Northern Utah farmers hoping for extra time to harvest

Many in the Top of Utah may have forgotten the torrential rains and flooding this past spring, but area farmers are just fully feeling the effects in lower yields and late harvests caused by wet ground and late planting.

And it could get worse.

"If they want to pray, they need to pray for good weather," said Jim Hill, of North Ogden, who with his sons, Jeff and Jerry Hill, farms about 1,800 acres in Box Elder and Weber counties.

He was talking to people who want to wish him and other farmers well in their 11th-hour rush to gather what they've grown and plant for the coming season.

"We're a month behind," he said. "It's cost us a considerable amount of money because we are late."

And in order for him and others to begin to recoup, he's hoping for good weather until this time next month.

"If it turns out cold and stormy in the next two weeks, we're in real trouble," he said. "I need good weather to at least Thanksgiving to get everything done we need to get done."

It was a bad year for farming in the Top of Utah, and that fact has never been more clear than right now.

"This year is a little different," said Rulon Fowers, of Hooper. "We are about three weeks behind. We've been three weeks behind all year."

Fowers is a farmer and a member of the state board of directors for the Utah Farm Bureau Federation.

While he expressed concern over the lateness of the harvest, Fowers was also grateful for the current good weather.

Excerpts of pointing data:
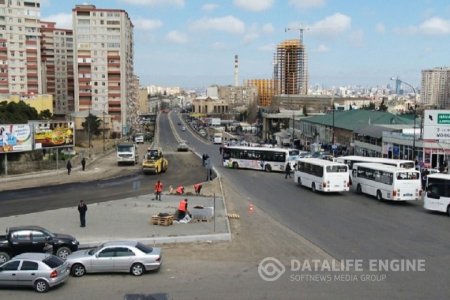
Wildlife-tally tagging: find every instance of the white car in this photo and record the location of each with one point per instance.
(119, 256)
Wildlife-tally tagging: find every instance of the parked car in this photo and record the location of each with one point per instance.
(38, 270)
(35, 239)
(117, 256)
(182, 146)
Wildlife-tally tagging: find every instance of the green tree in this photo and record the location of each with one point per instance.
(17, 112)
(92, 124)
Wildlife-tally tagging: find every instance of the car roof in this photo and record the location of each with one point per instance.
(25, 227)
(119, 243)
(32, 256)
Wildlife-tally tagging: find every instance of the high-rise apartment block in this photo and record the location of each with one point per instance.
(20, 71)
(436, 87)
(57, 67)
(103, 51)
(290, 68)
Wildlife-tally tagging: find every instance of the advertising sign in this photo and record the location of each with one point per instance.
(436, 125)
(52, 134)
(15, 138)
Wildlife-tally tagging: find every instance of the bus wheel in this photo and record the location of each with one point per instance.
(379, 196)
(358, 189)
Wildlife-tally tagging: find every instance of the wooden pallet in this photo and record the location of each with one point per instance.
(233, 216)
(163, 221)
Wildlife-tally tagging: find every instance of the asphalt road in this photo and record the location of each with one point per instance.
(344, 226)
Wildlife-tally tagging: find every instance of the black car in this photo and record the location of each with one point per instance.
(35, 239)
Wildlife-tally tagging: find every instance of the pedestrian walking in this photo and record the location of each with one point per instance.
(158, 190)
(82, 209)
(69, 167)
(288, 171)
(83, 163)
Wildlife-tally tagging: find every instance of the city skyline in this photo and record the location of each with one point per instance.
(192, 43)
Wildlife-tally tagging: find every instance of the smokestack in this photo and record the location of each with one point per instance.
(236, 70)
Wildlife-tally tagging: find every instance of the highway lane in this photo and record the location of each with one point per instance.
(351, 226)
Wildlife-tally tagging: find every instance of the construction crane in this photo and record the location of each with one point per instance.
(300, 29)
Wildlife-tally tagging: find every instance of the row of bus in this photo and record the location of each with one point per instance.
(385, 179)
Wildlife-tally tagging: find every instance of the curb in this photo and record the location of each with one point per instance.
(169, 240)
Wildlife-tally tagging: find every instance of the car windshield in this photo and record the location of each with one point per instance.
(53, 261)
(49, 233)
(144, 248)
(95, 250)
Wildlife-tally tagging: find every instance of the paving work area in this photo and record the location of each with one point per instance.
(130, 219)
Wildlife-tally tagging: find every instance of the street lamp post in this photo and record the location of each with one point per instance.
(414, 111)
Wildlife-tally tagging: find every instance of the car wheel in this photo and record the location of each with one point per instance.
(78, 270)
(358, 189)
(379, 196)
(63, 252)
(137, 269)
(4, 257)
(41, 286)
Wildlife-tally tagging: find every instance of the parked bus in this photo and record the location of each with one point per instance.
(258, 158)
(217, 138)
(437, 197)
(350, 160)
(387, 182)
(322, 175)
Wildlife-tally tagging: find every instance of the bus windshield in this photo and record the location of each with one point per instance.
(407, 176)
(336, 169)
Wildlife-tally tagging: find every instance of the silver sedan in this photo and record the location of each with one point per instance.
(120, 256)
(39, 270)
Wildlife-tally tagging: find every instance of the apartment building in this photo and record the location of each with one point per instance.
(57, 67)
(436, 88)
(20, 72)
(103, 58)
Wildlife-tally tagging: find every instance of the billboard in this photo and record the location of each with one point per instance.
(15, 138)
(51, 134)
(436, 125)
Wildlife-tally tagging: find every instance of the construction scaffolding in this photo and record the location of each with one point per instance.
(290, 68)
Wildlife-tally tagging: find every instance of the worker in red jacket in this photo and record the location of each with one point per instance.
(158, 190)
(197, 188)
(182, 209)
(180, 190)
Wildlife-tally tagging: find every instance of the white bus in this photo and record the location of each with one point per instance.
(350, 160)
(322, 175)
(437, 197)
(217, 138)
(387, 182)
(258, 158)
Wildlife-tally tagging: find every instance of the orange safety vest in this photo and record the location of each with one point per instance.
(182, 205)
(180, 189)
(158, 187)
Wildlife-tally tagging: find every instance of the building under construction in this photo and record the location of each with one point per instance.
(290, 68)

--

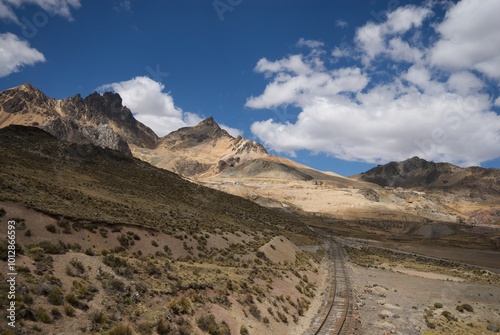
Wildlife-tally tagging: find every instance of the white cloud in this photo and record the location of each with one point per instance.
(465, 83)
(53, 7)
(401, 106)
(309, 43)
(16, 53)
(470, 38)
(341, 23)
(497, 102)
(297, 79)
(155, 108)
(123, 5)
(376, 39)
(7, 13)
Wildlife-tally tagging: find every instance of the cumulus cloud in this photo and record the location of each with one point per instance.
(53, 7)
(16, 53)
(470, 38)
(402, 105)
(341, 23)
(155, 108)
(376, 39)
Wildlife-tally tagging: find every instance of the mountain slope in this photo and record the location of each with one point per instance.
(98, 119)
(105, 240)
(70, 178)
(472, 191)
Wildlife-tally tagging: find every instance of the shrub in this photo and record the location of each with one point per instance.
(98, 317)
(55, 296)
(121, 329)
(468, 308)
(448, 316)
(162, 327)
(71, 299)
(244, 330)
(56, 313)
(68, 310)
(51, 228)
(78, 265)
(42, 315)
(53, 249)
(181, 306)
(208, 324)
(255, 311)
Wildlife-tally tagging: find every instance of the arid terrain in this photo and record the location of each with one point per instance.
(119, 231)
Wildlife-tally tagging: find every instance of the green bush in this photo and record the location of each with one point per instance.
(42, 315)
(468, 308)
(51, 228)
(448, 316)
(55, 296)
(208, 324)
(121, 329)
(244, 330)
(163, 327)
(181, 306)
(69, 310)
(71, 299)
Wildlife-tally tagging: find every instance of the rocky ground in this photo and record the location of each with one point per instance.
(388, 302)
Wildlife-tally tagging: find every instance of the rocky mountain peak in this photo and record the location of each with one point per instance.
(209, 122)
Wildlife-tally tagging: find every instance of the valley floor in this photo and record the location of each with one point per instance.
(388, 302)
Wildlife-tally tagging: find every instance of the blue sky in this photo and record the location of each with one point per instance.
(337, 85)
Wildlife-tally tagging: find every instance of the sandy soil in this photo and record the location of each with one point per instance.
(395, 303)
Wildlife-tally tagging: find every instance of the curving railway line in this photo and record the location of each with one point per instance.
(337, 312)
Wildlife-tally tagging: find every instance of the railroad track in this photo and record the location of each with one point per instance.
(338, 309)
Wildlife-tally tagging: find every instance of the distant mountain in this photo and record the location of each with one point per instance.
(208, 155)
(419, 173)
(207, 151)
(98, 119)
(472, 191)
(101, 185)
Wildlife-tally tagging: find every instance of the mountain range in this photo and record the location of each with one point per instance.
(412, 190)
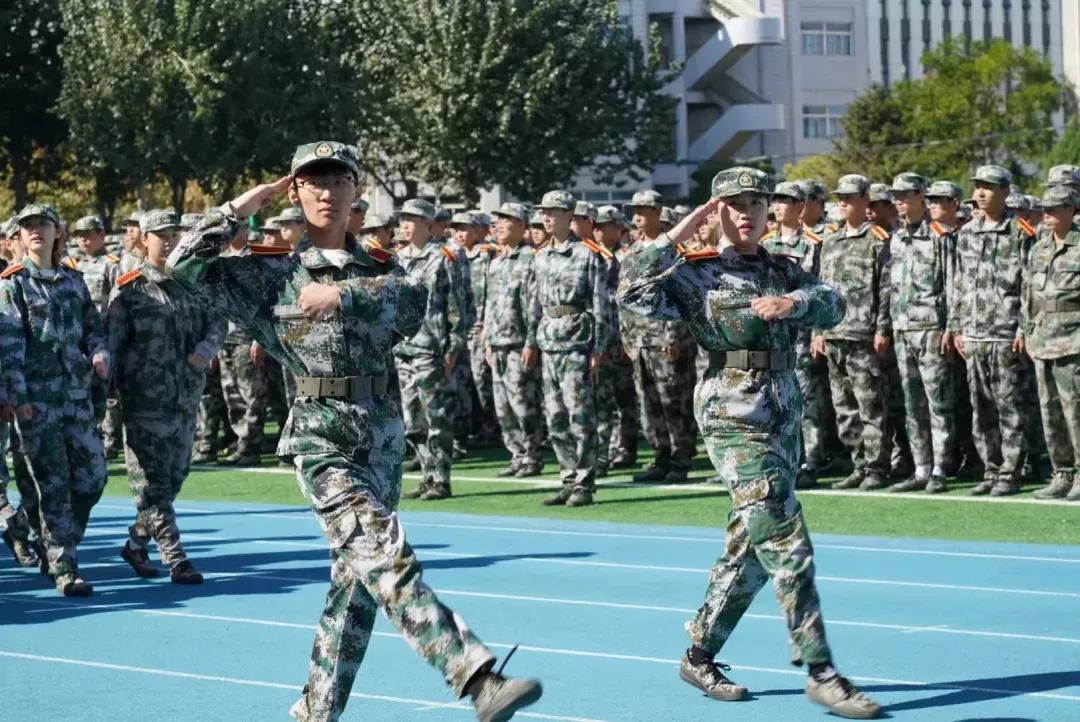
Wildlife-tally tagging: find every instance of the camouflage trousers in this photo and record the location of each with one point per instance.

--

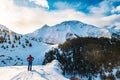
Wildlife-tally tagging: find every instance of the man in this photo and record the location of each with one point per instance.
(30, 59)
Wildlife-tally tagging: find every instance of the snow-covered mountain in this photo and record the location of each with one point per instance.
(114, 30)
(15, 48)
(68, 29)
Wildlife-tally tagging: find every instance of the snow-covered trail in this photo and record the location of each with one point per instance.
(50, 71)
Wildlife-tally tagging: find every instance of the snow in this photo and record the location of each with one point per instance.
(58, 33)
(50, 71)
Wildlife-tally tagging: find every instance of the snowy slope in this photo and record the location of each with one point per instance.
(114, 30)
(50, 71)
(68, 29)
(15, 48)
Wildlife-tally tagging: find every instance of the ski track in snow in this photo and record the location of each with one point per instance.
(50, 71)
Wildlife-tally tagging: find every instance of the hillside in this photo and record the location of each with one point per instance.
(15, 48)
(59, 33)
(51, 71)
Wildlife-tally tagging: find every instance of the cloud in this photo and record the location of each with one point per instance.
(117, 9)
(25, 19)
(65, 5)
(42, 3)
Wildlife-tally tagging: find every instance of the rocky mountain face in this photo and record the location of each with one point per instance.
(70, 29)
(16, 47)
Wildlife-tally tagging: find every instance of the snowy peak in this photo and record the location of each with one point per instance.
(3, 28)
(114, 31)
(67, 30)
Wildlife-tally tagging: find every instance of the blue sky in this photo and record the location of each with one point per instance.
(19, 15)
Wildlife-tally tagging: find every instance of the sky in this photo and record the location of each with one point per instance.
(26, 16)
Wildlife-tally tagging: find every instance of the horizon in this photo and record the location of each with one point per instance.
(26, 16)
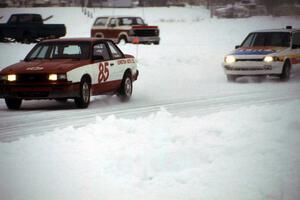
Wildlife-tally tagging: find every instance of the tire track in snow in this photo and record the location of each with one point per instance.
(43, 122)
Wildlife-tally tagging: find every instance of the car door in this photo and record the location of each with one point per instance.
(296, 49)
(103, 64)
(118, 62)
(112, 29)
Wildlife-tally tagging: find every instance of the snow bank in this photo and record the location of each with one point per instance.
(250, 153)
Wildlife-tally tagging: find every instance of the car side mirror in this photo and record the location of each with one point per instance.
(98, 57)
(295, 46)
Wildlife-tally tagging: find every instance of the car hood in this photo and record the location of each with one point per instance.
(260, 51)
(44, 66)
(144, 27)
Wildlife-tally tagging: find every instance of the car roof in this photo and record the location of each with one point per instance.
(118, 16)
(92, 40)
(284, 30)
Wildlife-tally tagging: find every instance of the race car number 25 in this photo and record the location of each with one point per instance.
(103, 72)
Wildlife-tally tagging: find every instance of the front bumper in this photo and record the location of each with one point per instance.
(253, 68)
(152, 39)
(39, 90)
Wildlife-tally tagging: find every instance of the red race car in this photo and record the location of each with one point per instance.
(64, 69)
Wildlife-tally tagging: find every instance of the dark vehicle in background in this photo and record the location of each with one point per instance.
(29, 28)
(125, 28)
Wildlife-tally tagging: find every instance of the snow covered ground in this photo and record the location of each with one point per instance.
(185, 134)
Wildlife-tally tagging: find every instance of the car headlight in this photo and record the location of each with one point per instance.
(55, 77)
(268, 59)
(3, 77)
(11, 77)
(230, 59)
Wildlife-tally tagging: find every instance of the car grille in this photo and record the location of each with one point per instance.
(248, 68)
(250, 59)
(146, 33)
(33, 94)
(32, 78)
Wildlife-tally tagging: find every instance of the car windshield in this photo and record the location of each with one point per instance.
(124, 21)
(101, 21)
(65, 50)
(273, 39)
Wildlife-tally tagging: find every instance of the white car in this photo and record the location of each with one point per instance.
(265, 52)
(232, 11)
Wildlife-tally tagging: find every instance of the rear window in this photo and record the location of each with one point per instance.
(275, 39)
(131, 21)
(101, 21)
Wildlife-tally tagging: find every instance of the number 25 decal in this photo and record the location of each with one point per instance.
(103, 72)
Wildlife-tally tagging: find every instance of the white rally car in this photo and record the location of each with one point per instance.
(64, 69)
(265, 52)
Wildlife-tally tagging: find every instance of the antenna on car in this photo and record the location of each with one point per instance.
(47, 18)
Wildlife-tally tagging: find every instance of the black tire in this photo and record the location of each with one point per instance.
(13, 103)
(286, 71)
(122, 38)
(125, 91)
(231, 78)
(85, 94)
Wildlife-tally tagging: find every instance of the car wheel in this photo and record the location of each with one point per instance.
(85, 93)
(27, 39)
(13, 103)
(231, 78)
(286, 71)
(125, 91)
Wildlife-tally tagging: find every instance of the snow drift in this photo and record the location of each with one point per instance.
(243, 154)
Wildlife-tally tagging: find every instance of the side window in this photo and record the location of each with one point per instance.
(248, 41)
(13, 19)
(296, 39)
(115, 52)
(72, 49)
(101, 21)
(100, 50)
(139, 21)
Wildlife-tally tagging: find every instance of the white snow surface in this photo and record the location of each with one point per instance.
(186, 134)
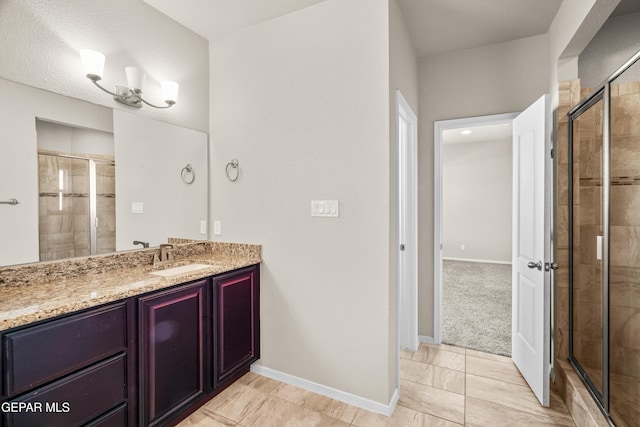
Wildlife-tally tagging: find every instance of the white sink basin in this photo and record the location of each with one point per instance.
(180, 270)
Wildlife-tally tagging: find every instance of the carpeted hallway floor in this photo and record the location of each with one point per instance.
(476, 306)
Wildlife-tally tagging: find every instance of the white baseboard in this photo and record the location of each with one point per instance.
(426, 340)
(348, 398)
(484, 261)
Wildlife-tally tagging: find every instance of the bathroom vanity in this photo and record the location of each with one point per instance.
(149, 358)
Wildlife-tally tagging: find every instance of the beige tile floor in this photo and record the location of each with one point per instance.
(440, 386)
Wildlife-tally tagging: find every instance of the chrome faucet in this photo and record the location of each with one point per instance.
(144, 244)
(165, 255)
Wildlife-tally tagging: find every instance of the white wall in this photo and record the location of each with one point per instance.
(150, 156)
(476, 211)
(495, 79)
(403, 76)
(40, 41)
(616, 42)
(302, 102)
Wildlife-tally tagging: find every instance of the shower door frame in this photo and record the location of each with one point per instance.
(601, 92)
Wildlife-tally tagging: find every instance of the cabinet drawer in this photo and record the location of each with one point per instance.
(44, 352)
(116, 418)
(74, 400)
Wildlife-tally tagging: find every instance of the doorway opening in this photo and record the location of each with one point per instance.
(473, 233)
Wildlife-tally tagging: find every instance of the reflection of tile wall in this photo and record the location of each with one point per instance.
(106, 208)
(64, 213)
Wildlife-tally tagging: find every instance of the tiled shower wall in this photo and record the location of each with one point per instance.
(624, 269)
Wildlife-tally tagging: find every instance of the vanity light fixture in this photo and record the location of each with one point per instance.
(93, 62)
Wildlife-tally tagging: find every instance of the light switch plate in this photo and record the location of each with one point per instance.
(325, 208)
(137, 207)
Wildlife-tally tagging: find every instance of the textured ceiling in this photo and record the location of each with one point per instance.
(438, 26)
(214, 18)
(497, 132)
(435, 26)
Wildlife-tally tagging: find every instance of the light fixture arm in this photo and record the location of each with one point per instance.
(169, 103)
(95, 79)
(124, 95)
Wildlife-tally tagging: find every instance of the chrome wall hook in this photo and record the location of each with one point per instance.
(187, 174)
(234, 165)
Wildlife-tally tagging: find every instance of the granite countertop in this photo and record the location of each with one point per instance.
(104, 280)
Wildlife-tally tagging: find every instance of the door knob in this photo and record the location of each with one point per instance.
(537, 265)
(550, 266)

■ Tasks and exercises ■
a - In the news story about Northern Utah farmers, put this sentence into Spanish: "It was a bad year for farming in the Top of Utah, and that fact has never been more clear than right now."
b - According to the news story about Northern Utah farmers, how many acres do Jim Hill and his sons farm?
c - Carry on the news story about Northern Utah farmers, starting right after its last sentence.

■ Results ■
a - Fue un mal año para la agricultura en el Top of Utah, y ese hecho nunca ha estado más claro que ahora mismo.

b - They farm about 1,800 acres in Box Elder and Weber counties.

c -
"I think it's been a great fall to harvest," he said. "The weather forecast is for good weather through the end of October. We hope that's right."

Fowers said famers have been grateful for a delayed frost, noting watermelons and other tender crops that have lasted longer into the fall than usual.

"It's been about 30 days longer (than) we had a tender frost," he said. "That's really helped the harvest."

And he said there still hasn't been a hard frost.

"I'm not sure it even damaged the tomatoes," he said. "Normally, we can get a killing frost about Sept. 15."

Jed Diamond, of Roy, who is now cutting a hay crop a month late, said even with good weather he'll have to be careful about when he bales the hay.

Seasonal heavy dew will keep the hay from drying out properly, he said. "I'll have to bale it late in the day."

And even then, he said he'll have to be careful.

"Baled hay that's wet a lot of times will start a fire," he said. "It's really important that you get it dry, or you can have real trouble."

If it rains hard while he's trying to dry the freshly cut hay, he said he'll lose it altogether.

But he said he's glad he doesn't grow corn.

"Luckily, we are not in the corn business," he said. "I know the corn people are way late. They are hating it. I'm pretty sure that a lot of corn will not get its full yield, (because) it was so late when they planted it."

Diamond farms ground in Clinton, Syracuse and West Point, where he said his wheat crop suffered by 35 percent this year.

Hill farms in Warren, Marriott-Slaterville, Farr West, Plain City, Willard and Snowville on ground he both owns and rents, and he and his sons run combines for about 3,000 acres of wheat grown by others. So he got a look at the vastly diminished yield for that crop in the area.

"Because of the wet spring, they didn't get a good start, so it didn't grow very good," he said.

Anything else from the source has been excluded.